In a city that has seen months of demonstrations over racial injustice, economic inequality, federal law enforcement and corporate power — and some of the harshest law enforcement responses to such protests — protesters have vowed to continue their actions no matter who is president. “We are ungovernable,” one sign in the crowd said.

In Seattle, about 150 people marched through the streets. Some spray-painted buildings with an anarchist symbol and broke windows, including at a federal courthouse. They chanted both anti-Trump and anti-Biden slogans.

One member of the group handed out flyers to people on the street that said, “Biden won! And so did corporate elites!” The flyers explained that a “Democratic administration is not a victory for oppressed people” and that “Biden will not save us.”

“I came out here because no matter what happens, Biden and Kamala aren’t enough,” said one of the protesters, Alejandro Quezada Brom, 28, referring to Vice President Kamala Harris. He said the new president needs to know that “the pressure’s not off” for progress on immigration and policing reforms.

Seattle police officers followed the group and began to surround it as night fell. At least two protesters appeared to be arrested.

At yet another demonstration in Portland, people gathered to hear speakers who celebrated Trump’s departure but also called for continued pressure on the new government.

“The fight has just begun,” said Ray Austin, 25. He said that the damage done by Trump could not be undone by the likes of Biden and that the nation needed a groundswell of people demanding more.

Speakers at the event called for a Green New Deal to fight climate change, a “Medicare for All”-style health insurance system, overhauls of police departments to address racial disparities and other fundamental changes. But that event was more subdued than others around the city.

In the aftermath of George Floyd’s death in Minneapolis last May, protesters in Portland mobilised on the streets nightly, much of their ire targeted at the mayor and the police force that repeatedly used tear gas to subdue them. The crowds swelled during the summer after Trump issued an executive order to protect federal property and agents wearing camouflage brought a crackdown to the city.

Those conflicts have since subsided, but protesters in Portland have continued to mobilise.

§ **Data provided**
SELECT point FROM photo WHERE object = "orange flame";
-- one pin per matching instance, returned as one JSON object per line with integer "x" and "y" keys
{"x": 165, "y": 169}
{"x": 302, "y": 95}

§ **Exercise**
Duplicate the stretch of the protest text from "In the aftermath" through "to the city.". The lines are separate material and have nothing to do with the text on the protests.

§ **Result of this task**
In the aftermath of George Floyd’s death in Minneapolis last May, protesters in Portland mobilised on the streets nightly, much of their ire targeted at the mayor and the police force that repeatedly used tear gas to subdue them. The crowds swelled during the summer after Trump issued an executive order to protect federal property and agents wearing camouflage brought a crackdown to the city.